Excerpted passage:

Skip to contents

Generate a precision matrix that exhibits block structure induced by a stochastic block model (SBM).

Usage

gen_prec_sbm(
  p,
  block.sizes = NULL,
  K = 3,
  prob.mat = NULL,
  within.prob = 0.25,
  between.prob = 0.05,
  weight.mat = NULL,
  weight.dists = list("gamma", "unif"),
  weight.paras = list(c(shape = 10000, rate = 100), c(min = 0, max = 5)),
  min.eig = 0.1
)

Arguments

p

An integer specifying the number of variables (dimensions).

block.sizes

An integer vector (default = NULL) specifying the size of each group. If NULL, the \(p\) variables are divided as evenly as possible across \(K\) groups.

K

An integer (default = 3) specifying the number of groups. Ignored if block.sizes is provided; then K <- length(block.sizes).

prob.mat

A \(K\)-by-\(K\) symmetric matrix (default = NULL) specifying the Bernoulli rates. Element (i,j) gives the probability of creating an edge between vertices from groups i and j. If NULL, a matrix with within.prob on the diagonal and between.prob off-diagonal is used.

within.prob

A scalar in [0,1] (default = 0.25) specifying the probability of creating an edge between vertices within the same group. This argument is used only when prob.mat = NULL.

between.prob

A scalar in [0,1] (default = 0.05) specifying the probability of creating an edge between vertices from different groups. This argument is used only when prob.mat = NULL.

weight.mat

A \(p\)-by-\(p\) symmetric matrix (default = NULL) specifying the edge weights. If NULL, weights are generated block-wise according to weight.dists and weight.paras.

weight.dists

A list (default = list("gamma", "unif")) specifying the sampling distribution for each block of weights. Its length determines how the distributions are assigned:

  • length = 1: Same specification for all blocks.

Problem to solve: Write the next part of the gen_prec_sbm documentation, picking up right after its last line. The material after this point is separate from the gen_prec_sbm documentation.

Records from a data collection
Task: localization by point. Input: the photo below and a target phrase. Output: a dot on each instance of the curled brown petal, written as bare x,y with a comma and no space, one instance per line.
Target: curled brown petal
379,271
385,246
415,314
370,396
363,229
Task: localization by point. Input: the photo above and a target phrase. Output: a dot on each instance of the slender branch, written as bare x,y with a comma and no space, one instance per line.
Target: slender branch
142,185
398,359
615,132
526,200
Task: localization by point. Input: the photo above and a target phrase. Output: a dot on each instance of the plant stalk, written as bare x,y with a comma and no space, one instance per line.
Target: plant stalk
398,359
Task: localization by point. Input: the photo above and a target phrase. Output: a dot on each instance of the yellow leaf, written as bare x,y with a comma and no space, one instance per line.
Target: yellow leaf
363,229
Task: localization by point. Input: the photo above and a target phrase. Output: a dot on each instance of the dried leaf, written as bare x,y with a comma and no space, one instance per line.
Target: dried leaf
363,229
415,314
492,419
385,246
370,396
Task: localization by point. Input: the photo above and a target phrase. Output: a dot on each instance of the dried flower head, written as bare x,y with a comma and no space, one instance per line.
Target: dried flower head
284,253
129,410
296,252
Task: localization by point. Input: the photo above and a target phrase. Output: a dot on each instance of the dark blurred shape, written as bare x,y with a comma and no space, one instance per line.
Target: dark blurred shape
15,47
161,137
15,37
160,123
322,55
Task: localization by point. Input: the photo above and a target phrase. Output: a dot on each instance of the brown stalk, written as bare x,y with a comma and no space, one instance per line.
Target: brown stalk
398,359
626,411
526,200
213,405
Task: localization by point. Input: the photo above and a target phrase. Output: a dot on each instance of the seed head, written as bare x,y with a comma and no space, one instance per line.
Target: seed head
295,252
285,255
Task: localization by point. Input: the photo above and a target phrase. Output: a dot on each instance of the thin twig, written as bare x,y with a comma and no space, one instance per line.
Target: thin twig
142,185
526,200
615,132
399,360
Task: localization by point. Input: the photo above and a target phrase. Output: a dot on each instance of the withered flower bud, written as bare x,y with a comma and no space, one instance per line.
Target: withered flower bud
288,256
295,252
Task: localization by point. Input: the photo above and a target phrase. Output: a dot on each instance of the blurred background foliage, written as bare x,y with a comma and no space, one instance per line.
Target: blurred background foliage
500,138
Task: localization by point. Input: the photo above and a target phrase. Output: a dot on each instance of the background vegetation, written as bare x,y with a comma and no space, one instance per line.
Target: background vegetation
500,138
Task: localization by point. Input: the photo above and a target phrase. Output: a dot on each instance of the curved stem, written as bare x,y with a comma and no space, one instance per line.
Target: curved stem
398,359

==

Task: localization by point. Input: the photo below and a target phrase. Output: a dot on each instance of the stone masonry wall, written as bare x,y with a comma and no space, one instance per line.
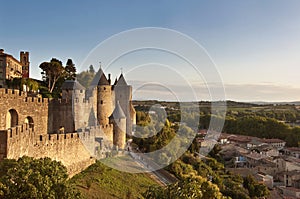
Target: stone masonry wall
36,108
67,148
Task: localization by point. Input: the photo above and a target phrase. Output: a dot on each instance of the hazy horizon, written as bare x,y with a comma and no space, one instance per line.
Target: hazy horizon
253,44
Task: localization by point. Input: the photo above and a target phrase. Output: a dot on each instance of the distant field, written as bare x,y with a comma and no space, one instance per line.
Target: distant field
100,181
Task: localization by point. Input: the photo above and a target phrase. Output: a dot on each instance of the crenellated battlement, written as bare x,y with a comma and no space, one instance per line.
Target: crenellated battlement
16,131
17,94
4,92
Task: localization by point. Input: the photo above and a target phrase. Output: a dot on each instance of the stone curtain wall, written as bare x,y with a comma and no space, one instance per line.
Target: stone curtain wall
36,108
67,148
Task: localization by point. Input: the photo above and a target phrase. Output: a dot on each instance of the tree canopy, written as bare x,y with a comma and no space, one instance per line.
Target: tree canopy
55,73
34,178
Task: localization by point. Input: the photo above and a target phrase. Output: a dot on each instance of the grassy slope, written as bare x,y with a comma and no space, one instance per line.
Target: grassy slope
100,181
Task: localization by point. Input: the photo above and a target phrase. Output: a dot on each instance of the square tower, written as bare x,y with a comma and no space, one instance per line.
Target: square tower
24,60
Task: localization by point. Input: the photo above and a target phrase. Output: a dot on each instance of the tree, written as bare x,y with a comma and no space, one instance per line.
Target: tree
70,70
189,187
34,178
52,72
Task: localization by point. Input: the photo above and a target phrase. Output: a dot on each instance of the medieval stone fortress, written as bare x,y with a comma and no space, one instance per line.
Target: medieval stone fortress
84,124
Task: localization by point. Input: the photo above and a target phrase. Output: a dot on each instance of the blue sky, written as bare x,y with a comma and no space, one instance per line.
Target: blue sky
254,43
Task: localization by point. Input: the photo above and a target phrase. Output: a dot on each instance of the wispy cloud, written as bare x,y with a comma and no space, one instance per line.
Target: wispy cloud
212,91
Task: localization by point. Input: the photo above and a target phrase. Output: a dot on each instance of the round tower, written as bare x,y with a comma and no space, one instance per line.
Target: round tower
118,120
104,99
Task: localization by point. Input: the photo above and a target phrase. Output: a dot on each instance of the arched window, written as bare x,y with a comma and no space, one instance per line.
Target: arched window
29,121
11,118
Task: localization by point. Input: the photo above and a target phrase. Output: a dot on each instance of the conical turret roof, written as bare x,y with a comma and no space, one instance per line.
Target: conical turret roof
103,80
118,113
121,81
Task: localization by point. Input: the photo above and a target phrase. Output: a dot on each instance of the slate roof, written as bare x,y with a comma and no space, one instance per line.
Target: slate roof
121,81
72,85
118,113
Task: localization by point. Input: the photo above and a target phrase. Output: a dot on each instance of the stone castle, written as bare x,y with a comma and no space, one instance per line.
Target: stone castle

Result of the exercise:
  • length = 2: First for within-group blocks, second for between-group blocks.

  • length = \(K + K(K-1)/2\): Full specification for each block. The first \(K\) elements correspond to within-group blocks with indices 1, ..., K, and the remaining \(K(K-1)/2\) elements correspond to between-group blocks ordered as (1,2), (1,3), ..., (1,K), (2,3), ..., (K-1,K).

Each element of weight.dists can be:

  1. A string specifying the distribution family. Accepted distributions (base R samplers in parentheses) include:

    • "beta": Beta distribution (rbeta)

    • "cauchy": Cauchy distribution (rcauchy).

    • "chisq": Chi-squared distribution (rchisq).

    • "exp": Exponential distribution (rexp).

    • "f": F distribution (rf).

    • "gamma": Gamma distribution (rgamma).

    • "lnorm": Log normal distribution (rlnorm).

    • "norm": Normal distribution (rnorm).

    • "t": Student's t distribution (rt).

    • "unif": Uniform distribution (runif).

    • "weibull": Weibull distribution (rweibull).

  2. A user-supplied function used for sampling. The function must accept an argument n specifying the number of samples.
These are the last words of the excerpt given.